==== Material for the task

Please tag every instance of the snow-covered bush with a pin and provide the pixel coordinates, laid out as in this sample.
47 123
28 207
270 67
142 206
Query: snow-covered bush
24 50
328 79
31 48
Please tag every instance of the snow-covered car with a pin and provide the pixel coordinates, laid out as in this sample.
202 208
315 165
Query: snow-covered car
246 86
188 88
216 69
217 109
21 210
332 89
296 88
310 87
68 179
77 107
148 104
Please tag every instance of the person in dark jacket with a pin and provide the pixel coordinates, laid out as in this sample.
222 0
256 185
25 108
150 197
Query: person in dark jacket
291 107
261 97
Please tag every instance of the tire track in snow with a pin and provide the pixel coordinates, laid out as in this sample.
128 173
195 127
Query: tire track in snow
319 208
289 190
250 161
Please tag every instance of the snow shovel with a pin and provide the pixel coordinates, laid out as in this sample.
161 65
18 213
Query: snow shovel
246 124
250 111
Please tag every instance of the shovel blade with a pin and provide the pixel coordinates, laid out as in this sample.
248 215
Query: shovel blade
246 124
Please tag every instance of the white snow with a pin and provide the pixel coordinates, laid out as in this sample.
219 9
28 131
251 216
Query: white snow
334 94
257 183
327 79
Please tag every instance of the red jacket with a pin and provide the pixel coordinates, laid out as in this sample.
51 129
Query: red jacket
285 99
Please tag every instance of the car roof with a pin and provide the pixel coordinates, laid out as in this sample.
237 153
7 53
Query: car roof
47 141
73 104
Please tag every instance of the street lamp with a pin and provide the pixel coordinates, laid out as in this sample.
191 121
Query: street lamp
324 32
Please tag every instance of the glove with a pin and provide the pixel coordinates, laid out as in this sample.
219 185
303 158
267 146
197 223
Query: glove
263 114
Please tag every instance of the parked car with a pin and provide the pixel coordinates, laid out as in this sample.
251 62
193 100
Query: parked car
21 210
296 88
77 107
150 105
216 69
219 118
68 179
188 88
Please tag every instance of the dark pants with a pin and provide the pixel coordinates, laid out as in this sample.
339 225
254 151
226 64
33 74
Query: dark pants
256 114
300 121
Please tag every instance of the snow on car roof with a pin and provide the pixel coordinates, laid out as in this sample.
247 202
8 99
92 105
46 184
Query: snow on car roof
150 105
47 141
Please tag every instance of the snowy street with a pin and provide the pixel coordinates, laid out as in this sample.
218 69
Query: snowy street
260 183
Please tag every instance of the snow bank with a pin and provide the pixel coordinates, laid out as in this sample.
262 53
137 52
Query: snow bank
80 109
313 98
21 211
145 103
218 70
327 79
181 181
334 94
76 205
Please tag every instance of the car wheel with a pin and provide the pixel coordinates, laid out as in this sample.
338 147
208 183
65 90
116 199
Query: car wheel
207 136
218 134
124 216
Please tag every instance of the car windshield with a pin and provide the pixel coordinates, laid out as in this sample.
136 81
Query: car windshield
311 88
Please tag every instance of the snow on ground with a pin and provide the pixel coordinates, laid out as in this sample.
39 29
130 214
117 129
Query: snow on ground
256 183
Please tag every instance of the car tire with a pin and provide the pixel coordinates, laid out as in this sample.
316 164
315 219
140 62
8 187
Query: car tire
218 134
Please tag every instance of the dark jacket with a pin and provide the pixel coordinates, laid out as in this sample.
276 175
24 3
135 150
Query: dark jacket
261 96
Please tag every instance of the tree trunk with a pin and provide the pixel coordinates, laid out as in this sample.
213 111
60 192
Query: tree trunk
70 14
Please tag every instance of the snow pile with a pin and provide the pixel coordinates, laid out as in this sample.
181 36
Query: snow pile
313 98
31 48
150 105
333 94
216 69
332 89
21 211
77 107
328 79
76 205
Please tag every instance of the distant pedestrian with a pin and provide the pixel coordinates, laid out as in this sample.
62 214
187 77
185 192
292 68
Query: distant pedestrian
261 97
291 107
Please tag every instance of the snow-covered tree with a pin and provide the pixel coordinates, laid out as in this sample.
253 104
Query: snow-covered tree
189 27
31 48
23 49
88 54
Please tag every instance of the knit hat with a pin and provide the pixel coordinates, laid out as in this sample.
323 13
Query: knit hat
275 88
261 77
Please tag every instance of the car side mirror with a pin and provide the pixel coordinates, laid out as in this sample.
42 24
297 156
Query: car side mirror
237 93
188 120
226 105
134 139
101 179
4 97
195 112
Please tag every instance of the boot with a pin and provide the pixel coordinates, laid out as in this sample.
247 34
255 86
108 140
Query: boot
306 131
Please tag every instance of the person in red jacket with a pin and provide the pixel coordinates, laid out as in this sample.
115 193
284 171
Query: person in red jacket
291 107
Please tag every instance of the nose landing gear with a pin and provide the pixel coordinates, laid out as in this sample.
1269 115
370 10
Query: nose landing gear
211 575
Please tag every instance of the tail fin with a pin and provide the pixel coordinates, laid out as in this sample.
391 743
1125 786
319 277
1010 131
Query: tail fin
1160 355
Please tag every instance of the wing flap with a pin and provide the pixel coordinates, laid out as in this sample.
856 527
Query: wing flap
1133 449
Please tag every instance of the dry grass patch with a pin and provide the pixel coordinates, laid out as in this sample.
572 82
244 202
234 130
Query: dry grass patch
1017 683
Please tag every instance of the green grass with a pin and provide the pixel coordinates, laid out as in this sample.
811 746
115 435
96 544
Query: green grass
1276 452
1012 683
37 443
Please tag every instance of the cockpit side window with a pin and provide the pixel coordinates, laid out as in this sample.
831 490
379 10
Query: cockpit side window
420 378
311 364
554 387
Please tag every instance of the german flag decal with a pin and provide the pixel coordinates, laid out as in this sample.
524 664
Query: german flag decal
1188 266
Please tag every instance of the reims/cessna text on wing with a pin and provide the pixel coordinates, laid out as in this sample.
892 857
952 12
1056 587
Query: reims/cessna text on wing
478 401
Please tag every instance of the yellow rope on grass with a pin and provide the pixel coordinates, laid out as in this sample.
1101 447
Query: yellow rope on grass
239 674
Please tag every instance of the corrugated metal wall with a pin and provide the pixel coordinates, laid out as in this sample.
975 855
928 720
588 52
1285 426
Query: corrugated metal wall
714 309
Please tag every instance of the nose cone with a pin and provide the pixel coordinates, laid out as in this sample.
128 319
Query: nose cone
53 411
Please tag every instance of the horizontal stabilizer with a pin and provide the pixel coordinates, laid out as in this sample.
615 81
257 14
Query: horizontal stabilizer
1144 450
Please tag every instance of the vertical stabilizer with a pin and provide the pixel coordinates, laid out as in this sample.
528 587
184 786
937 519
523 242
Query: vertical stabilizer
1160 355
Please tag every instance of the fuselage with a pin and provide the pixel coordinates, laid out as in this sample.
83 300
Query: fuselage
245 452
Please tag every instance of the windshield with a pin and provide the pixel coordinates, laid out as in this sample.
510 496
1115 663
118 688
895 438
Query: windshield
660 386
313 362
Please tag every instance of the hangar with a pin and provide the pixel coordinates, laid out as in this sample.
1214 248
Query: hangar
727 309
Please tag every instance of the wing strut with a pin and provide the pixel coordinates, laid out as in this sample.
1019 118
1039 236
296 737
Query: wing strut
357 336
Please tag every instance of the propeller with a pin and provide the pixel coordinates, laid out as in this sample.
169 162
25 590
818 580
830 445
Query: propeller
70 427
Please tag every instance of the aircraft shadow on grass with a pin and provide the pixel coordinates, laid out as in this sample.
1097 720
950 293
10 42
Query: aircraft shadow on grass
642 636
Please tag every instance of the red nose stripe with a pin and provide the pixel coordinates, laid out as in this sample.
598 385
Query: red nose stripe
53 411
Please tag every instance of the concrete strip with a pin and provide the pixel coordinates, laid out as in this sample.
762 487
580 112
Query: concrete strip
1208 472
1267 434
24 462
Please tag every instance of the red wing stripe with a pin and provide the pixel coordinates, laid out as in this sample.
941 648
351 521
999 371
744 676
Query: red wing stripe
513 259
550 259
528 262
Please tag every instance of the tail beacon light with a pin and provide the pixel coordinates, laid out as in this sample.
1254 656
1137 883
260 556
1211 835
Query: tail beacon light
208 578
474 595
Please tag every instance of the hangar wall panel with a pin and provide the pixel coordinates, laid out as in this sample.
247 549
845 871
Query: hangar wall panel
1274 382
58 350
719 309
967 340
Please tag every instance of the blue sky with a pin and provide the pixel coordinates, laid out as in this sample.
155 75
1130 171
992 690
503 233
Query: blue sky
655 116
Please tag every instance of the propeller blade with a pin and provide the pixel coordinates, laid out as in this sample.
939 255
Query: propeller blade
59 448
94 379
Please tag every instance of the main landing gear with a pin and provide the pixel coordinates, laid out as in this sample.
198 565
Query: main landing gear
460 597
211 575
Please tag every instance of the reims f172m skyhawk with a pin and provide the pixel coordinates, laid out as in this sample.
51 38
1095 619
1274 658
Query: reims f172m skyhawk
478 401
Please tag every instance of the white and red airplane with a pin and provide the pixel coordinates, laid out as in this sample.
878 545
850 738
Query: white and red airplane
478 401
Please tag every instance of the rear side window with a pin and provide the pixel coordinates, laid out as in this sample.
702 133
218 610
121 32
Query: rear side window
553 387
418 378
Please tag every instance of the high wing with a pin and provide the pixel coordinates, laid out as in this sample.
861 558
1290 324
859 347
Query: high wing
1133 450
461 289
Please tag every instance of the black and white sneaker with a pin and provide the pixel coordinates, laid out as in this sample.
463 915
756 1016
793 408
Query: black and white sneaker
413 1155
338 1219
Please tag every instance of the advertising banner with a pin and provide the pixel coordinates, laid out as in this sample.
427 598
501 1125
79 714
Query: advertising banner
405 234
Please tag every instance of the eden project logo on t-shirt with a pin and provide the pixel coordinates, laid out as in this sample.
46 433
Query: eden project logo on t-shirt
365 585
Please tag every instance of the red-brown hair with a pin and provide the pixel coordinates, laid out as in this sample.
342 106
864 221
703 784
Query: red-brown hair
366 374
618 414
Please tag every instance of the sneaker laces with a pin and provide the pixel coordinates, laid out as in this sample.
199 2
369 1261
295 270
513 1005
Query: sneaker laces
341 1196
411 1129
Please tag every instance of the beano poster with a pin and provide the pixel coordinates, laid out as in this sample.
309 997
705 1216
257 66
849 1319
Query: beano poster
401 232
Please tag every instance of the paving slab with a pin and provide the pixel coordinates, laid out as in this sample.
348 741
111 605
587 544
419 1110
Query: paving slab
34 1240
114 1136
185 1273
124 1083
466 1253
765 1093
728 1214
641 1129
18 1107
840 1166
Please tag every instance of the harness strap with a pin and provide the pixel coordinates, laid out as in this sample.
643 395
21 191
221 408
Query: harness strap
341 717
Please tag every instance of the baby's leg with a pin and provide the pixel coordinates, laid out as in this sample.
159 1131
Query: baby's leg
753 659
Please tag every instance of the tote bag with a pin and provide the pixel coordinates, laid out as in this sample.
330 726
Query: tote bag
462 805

========

Required work - Beginning at the line containing "Please tag every instance of the paving", repeat each line exactly through the last line of the entries, and include no other lines.

Solved problem -
Please tag every instance of the paving slab with a pin and provide the pixel coordinates, laid out as in this sample.
348 741
111 605
587 544
419 1110
Query: paving slab
34 1240
114 1136
185 1273
124 1083
466 1253
765 1093
728 1214
641 1129
18 1107
840 1166
Please tag every instance of the harness strap with a pin and provide the pixel coordinates, laid out as in this sample.
643 395
21 191
221 408
Query: harness strap
341 717
Please tag every instance of the baby's leg with a pin and provide the pixel coordinates, laid out as in this sample.
159 1131
Query: baby's leg
753 659
Please tag every instance of the tote bag with a pin and provide the pixel coordinates, laid out as in this sample.
330 726
Query: tote bag
462 805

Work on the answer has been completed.